PASSAGE:
_ _ _ _ _ _ _

Marketing finds a niche in driving cultural change
Internal marketing used to be such a simple thing: an occasional product training day, a product launch at the annual sales conference, and a few memos to staff. Today’s internal marketer faces a sterner, and much more crucial, task – driving and even changing organisational culture to ensure a business both survives and thrives.
The Australian Marketing Institute’s May webinar, ‘Internal marketing’, presented two case studies of internal marketing success, one which saved an Australian icon from oblivion and another that brought discipline and focus to a fragmented, uncoordinated recruitment operation.
The AMI webinar series is conducted through the online technology of Premier Global Services, which sponsors these professional development events. Members can participate in webinars from their home or work computer from any location in the world via the Internet and a standard telephone voice line.
The first presenter was Maree Howard, head of HR, product manufacturing, AMP Financial Services (AFS), who told of how the company had recovered from a near-death experience that began in 2002. Its biggest business had breached its minimum regulatory solvency level, precipating a public crisis that quickly cost the jobs of the CEO, most of the senior management, the chairman, most of the board, and 500 employees.
“It was really quite a bewildering time for the employees,” Howard said. “AMP was still basking in the glow from the Olympics and they still thought everything was great. All the messages that had been given to them by senior management was that we were a company with a grand vision for global expansion.
“The organisation had to change very quickly and the existing culture that we had just wasn’t going to help the process. The new senior management team was passionate about tackling really deep-seated cultural issues.”
Howard said AMP quickly had to become a nimble and commercial organisation. This started with job and cost cutting, and then moved into remaking the culture. “We got through this period largely thanks to our senior leaders displaying absolute passion and commitment and integrity for our company, and they took the rest of us with them for the ride,” Howard said.

_ _ _ _ _ _ _

WORK TO DO:
**a.** According to the article on internal marketing, which company sponsors the AMI webinar series?
**b.** Decide whether each statement agrees with the article on internal marketing: (i) AMP's near-death experience began in 2002. (ii) The crisis at AMP cost the jobs of 300 employees. (iii) Members have to attend the webinars in person.
**c.** Copy out the part of the article on internal marketing starting with "The Australian Marketing" and going on through "uncoordinated recruitment operation.".
Use only the article on internal marketing as your source.

MATERIAL PROVIDED:

_ _ _ _ _ _ _

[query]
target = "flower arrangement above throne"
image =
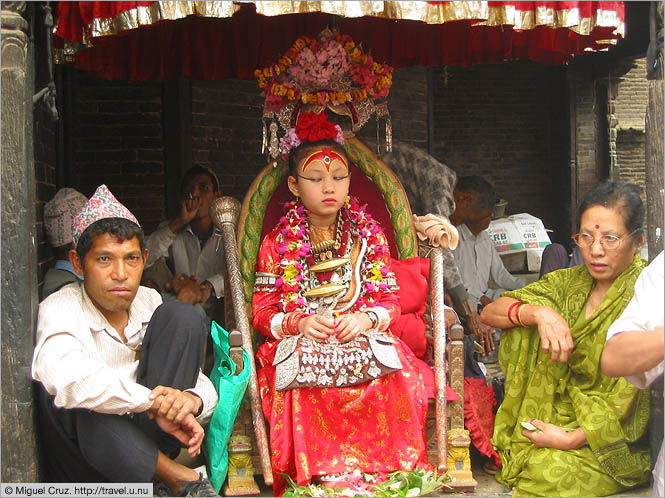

_ _ _ _ _ _ _

PROBLEM SOLUTIONS:
**a.** Premier Global Services

**b.**
(i) Yes: "a near-death experience that began in 2002"
(ii) No: "most of the board, and 500 employees"
(iii) No: "Members can participate in webinars from their home or work computer from any location in the world"

**c.**
The Australian Marketing Institute’s May webinar, ‘Internal marketing’, presented two case studies of internal marketing success, one which saved an Australian icon from oblivion and another that brought discipline and focus to a fragmented, uncoordinated recruitment operation.